# Document text
------------------------
Use smooth peanut butter (yes, from a jar)

The reason this peanut butter cookie is head and shoulders above the others is that it’s a hefty sandwich cookie with great peanut flavor in both the filling and the cookie.

For the best texture in both components, I recommend smooth peanut butter, for a couple of reasons. The chunks in chunky-style don’t give as tender-crumbly a texture in the finished cookie. Also, I like to make my own chunky filling by stirring in roasted chopped peanuts— the peanut bits in chunky peanut butter don’t hold a candle to chopping your own.

I’m usually a stickler for artisan ingredients, but with the peanut butter for these cookies, I make an exception and use a jarred peanut butter like Skippy, which makes delicious cookies. I’ve tried freshly ground peanut butter from the health-food store—although it’s terrific on sandwiches, it turns out a gloppy cookie filling.

The crowning touch for these cookies is the chopped chocolate in the filling (a shameless tribute to Reese’s cups). My recipe calls for dark chocolate, because that’s what I like, but if you prefer milk chocolate, use that instead.

If you feel like assembling these cookies ahead, they won’t get soggy—even filled—and they’ll keep in the refrigerator or at room temperature for a couple of days. That’s as long as I can vouch for, though—these peanut butter cookies never hang around my kitchen any longer than that.

When it’s time to add the flour, stop the mixer. Stir it in by hand to avoid overmixing the dough.
Instead of cross-hatching with a fork, use your fingersto press and decorate.
For a textured filling, stir in peanuts and chocolate, “a tribute,” says Linda Weber, “to Reese’s cups.”
An offset spatula is handy for spreading the cookie filling easily and evenly. A blunt table knife works, too.
------------------------
# Given information

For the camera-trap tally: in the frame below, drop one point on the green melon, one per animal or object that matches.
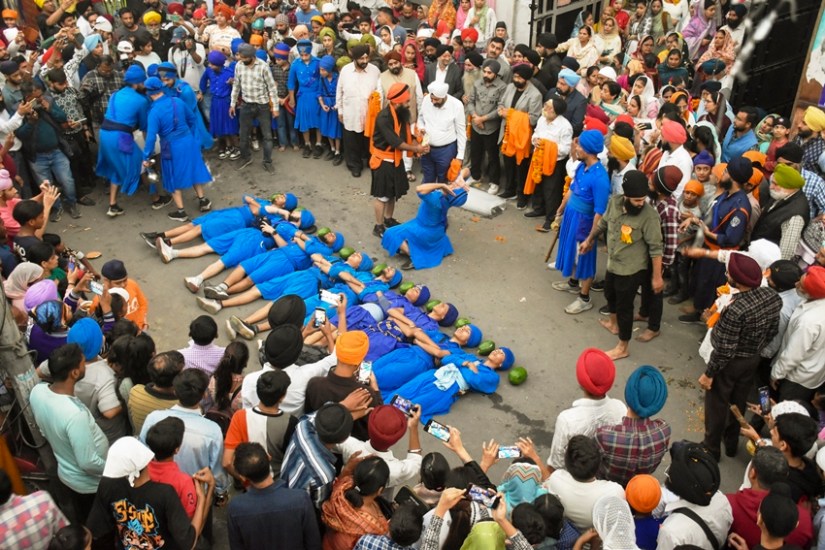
------------------------
# Exercise directions
Can you turn the paragraph of the peanut butter cookie text that begins "For the best texture in both components" into a short bulleted list that keeps its main facts? The material comes from a separate source.

# Completed exercise
- Smooth peanut butter is recommended for both the cookie and the filling.
- Chunky-style peanut butter gives a less tender-crumbly cookie.
- A chunky filling is better made by stirring in roasted chopped peanuts, which far outdo the peanut bits in chunky peanut butter.